What is being asked:
Retype all of the data below exactly as it appears, but leave out the pictures.

Raw records:
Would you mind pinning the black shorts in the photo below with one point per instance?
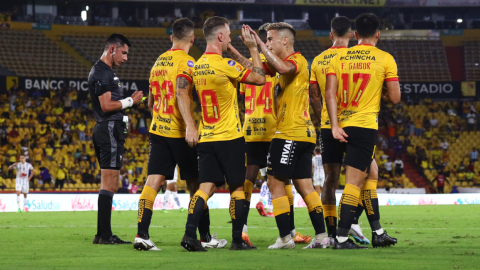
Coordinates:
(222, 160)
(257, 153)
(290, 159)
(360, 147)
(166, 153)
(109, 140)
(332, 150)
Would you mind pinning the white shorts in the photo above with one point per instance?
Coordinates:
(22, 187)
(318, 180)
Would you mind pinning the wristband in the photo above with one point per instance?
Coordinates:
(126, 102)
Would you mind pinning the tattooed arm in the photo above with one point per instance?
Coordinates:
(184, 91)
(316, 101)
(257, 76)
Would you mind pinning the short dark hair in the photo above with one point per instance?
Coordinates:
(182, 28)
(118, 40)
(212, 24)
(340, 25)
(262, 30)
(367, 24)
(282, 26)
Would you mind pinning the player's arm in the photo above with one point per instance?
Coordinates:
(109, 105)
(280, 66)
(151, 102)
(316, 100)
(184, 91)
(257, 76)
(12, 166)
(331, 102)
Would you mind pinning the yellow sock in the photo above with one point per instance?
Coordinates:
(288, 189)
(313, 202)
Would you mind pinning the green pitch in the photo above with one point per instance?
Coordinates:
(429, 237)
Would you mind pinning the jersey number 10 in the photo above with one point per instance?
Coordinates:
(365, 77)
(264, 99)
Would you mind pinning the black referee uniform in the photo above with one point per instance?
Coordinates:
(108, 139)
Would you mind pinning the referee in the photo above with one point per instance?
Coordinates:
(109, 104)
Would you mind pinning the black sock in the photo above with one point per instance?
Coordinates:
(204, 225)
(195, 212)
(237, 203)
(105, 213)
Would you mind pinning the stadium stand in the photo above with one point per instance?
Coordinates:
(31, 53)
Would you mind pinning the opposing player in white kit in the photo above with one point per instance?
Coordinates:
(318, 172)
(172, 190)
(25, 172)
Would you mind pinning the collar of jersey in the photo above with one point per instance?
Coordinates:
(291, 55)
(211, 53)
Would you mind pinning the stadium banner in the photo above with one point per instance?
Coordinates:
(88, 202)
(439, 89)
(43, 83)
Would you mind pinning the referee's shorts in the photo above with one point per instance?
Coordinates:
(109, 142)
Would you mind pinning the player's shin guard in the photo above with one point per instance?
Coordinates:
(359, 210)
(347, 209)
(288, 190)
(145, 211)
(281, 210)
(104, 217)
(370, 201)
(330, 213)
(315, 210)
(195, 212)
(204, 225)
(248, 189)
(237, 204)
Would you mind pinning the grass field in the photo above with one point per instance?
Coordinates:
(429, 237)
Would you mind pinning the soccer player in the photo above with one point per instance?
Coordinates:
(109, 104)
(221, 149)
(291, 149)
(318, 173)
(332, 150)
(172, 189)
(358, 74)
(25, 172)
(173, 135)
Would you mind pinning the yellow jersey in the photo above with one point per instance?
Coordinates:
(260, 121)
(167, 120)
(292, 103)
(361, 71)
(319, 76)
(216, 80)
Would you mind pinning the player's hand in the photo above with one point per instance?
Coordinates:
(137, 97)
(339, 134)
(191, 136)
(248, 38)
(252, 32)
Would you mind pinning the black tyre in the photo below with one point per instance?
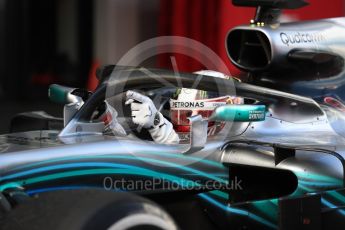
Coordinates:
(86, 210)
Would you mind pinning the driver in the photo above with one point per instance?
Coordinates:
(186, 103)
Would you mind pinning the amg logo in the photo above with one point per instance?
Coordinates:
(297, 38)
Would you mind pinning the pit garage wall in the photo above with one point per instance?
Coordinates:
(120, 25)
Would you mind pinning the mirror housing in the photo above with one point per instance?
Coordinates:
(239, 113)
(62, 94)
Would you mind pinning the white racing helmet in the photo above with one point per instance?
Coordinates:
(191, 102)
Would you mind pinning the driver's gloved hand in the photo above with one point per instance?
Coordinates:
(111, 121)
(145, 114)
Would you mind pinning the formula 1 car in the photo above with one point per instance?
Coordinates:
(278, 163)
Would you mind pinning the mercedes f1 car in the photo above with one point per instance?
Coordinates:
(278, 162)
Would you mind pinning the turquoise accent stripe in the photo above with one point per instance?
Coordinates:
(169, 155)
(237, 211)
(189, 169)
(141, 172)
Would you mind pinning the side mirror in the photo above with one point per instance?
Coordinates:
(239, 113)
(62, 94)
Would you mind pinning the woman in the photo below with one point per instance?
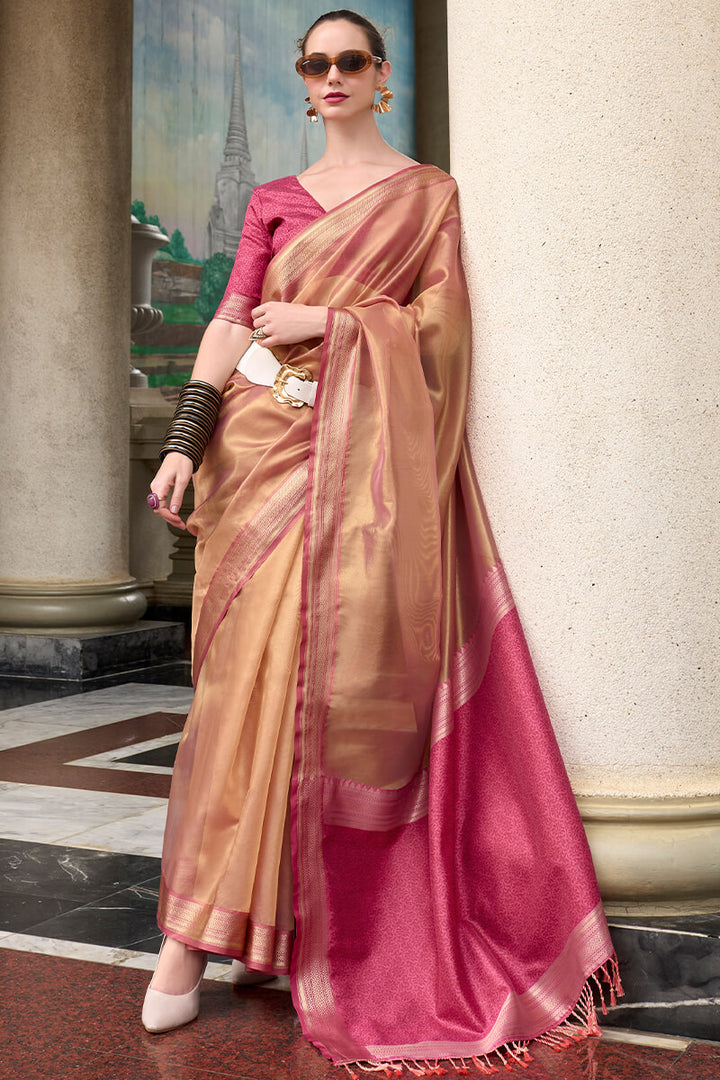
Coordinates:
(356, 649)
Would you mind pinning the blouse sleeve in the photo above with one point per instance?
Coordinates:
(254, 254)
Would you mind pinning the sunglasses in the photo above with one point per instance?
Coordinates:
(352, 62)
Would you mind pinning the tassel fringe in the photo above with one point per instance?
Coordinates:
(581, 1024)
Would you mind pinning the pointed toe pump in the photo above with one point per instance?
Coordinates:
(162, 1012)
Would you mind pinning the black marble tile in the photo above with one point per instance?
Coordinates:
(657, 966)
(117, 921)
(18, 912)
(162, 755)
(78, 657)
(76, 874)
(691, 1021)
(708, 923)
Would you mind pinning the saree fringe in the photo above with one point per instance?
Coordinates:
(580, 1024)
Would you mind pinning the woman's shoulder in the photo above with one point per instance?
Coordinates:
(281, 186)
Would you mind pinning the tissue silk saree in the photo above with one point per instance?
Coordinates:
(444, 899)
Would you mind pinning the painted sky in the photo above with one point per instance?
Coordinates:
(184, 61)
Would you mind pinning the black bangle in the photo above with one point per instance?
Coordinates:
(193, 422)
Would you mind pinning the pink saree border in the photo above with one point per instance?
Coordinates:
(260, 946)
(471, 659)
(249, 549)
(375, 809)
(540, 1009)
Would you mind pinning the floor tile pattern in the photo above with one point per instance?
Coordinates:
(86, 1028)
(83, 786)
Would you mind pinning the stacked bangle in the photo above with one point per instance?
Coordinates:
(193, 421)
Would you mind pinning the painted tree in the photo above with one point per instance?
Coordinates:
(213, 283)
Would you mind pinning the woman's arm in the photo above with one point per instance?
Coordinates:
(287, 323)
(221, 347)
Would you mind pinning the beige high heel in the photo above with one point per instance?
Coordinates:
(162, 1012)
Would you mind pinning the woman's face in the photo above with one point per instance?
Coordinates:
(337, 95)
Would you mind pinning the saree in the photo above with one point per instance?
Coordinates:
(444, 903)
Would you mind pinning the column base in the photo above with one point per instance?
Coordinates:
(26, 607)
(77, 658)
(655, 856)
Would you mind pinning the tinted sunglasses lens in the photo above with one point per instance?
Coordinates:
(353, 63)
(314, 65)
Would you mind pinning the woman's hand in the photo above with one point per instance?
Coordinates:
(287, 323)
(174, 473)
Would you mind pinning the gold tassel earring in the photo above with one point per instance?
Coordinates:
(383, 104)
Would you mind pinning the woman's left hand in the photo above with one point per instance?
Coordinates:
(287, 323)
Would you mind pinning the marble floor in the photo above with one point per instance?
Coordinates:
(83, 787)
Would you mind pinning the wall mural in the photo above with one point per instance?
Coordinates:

Result of the exercise:
Would you mind pinning the black shorts in the photo below with one point per instance?
Coordinates:
(222, 160)
(257, 153)
(290, 159)
(360, 147)
(166, 153)
(109, 140)
(332, 150)
Would you mind pinning the white shorts in the photo above with one point per instance?
Coordinates:
(22, 187)
(318, 180)
Would you mind pinning the wristband in the photo above with one point per instance?
Coordinates:
(126, 102)
Would you mind pinning the tattooed arm in the photo above with one point per instance?
Coordinates:
(184, 91)
(316, 101)
(257, 76)
Would you mind pinning the short dark hair in the photo above with one point per instance?
Coordinates:
(182, 28)
(118, 40)
(212, 24)
(340, 25)
(262, 30)
(367, 24)
(282, 26)
Would you mind pinning the player's arm in the photo above with one point per instance?
Coordinates:
(109, 105)
(280, 66)
(151, 102)
(316, 100)
(184, 91)
(257, 76)
(12, 166)
(331, 102)
Would you mind pinning the yellow sock in the photo above with one point per instance?
Coordinates:
(288, 189)
(313, 202)
Would you mind pinning the green pitch in the photo above with one point per instance?
Coordinates:
(429, 237)
Would you mind pinning the jersey number 10 in the photo above with one point per instance?
Coordinates:
(365, 77)
(264, 99)
Would you mind pinning the black referee uniform in the photo above with one point per instance?
Coordinates:
(108, 139)
Would you mind pinning the referee in the photo above with one point per instance?
Coordinates:
(109, 104)
Would you mind pinning the black sock in the photo above with one point per instance?
Coordinates:
(204, 225)
(195, 212)
(237, 203)
(105, 213)
Would you mind pinning the stadium stand in the photo above with one point per instance?
Coordinates:
(31, 53)
Would you mind pinning the opposing player in white kit in the photo above with one point per instance?
Coordinates:
(318, 172)
(172, 190)
(25, 172)
Would you mind pinning the collar of jersey in the photo above with one point per instance?
Coordinates:
(291, 55)
(211, 53)
Would you mind pinning the stadium banner in the photo above with one point per instance?
Coordinates:
(88, 202)
(439, 89)
(43, 83)
Would you mind pinning the referee's shorts in the photo above with one point per instance?
Coordinates:
(109, 142)
Would you mind pinning the player's shin guard in the photo above with one point per instance?
Coordinates:
(359, 210)
(347, 209)
(288, 190)
(145, 211)
(281, 210)
(104, 217)
(370, 201)
(330, 213)
(315, 210)
(195, 212)
(204, 225)
(248, 189)
(237, 204)
Would you mind pinning the grass field in the photo above with one point per instance?
Coordinates:
(429, 237)
Would you mind pinning the soccer player in the photo above with one point per instance?
Coordinates:
(109, 104)
(221, 149)
(291, 149)
(318, 173)
(332, 150)
(172, 189)
(358, 74)
(25, 172)
(173, 135)
Would you mind pinning the yellow jersey in the photo above with one point per instance?
Coordinates:
(260, 121)
(167, 120)
(292, 103)
(361, 71)
(319, 76)
(216, 80)
Would you mind pinning the player's hand in the photo above with one point per instance?
Coordinates:
(137, 97)
(339, 134)
(191, 136)
(248, 38)
(252, 32)
Would you mind pinning the black tyre in the photo below with one point per instance?
Coordinates:
(86, 210)
Would you mind pinning the driver in the photo above with one point per instance?
Coordinates:
(186, 103)
Would you mind pinning the amg logo in the photo above with one point per instance?
Coordinates:
(297, 38)
Would you mind pinning the pit garage wall in the photo above with one point per instance?
Coordinates:
(120, 25)
Would you mind pinning the mirror housing in the photo above with one point per instance?
Coordinates:
(239, 113)
(62, 94)
Would you mind pinning the white racing helmet in the photo above with one point per instance?
Coordinates:
(191, 102)
Would you mind pinning the driver's gloved hand in the photo above with one point per instance?
Coordinates:
(111, 121)
(145, 114)
Would you mind pinning the formula 1 car in the photo above with one point per instance?
Coordinates:
(278, 163)
Would you mind pinning the mercedes f1 car in the photo above with one point per instance?
Coordinates:
(278, 162)
Would you mind pinning the turquoise accent stripe in the photo above with one point per instance?
Coordinates:
(169, 155)
(237, 211)
(189, 169)
(141, 172)
Would you mind pinning the side mirror in the photo above with one point per instance?
Coordinates:
(239, 113)
(62, 94)
Would you mind pinning the woman in the photo below with one point per instance?
Coordinates:
(356, 649)
Would you mind pinning the blouse sleeve in the photo above with one point per instance?
Coordinates:
(254, 254)
Would you mind pinning the sunglasses in the photo above with one point per instance?
Coordinates:
(352, 62)
Would you mind pinning the tassel fringe in the photo above with one point per instance?
Coordinates:
(581, 1024)
Would you mind pinning the pointed toe pump in the photo above with one point per instance?
Coordinates:
(162, 1012)
Would you mind pinning the black marble tile in the photo above with one point per instance?
Coordinates:
(657, 966)
(117, 921)
(18, 912)
(162, 755)
(78, 657)
(76, 874)
(691, 1021)
(708, 923)
Would you mind pinning the saree fringe in the photo above with one point per instance?
Coordinates:
(580, 1024)
Would you mind pinning the woman's shoulder in the photo above with one point per instance?
Coordinates:
(281, 186)
Would you mind pinning the tissue silk saree in the photo above with one point per instance?
Coordinates:
(444, 899)
Would you mind pinning the painted sky in the photo above with one point per instance?
Coordinates:
(184, 61)
Would you mind pinning the black bangle in the photo above with one point per instance?
Coordinates:
(193, 422)
Would you mind pinning the pink saree border in the photo above with one point per instance?
Coordinates:
(260, 946)
(471, 659)
(249, 549)
(375, 809)
(540, 1009)
Would you mind pinning the floor tile pattern in the photo above with one point per instance?
Coordinates:
(86, 1028)
(83, 786)
Would you mind pinning the stacked bangle in the photo above with one point per instance?
Coordinates:
(193, 421)
Would you mind pinning the painted tree in the photo above with one point per instance?
Coordinates:
(213, 283)
Would you mind pinning the woman's arm in the photo above with one point per instance?
Coordinates:
(287, 323)
(221, 347)
Would you mind pinning the beige high heel in the photo above with one point per instance?
Coordinates:
(162, 1012)
Would you mind pinning the woman's face in the photo above with one point per instance?
Coordinates:
(337, 95)
Would you mind pinning the saree in the photo above with one point per instance?
Coordinates:
(444, 903)
Would you mind pinning the column base in the photo above with one point per instance?
Coordinates:
(26, 607)
(77, 658)
(655, 856)
Would you mind pinning the tinted sunglasses lens in the photo above with one point per instance?
Coordinates:
(353, 63)
(314, 65)
Would you mind pinning the woman's hand in the photo above with one point per instance?
Coordinates:
(287, 323)
(174, 473)
Would you mind pinning the gold tassel earring in the photo above with one point per instance?
Coordinates:
(383, 104)
Would you mind pinning the woman's left hand in the photo above with one point per instance?
Coordinates:
(287, 323)
Would you mind pinning the marble floor in the photo above with one point per instance?
Coordinates:
(83, 787)
Would you mind pinning the wall mural in the photo above with one point per instance?
Coordinates:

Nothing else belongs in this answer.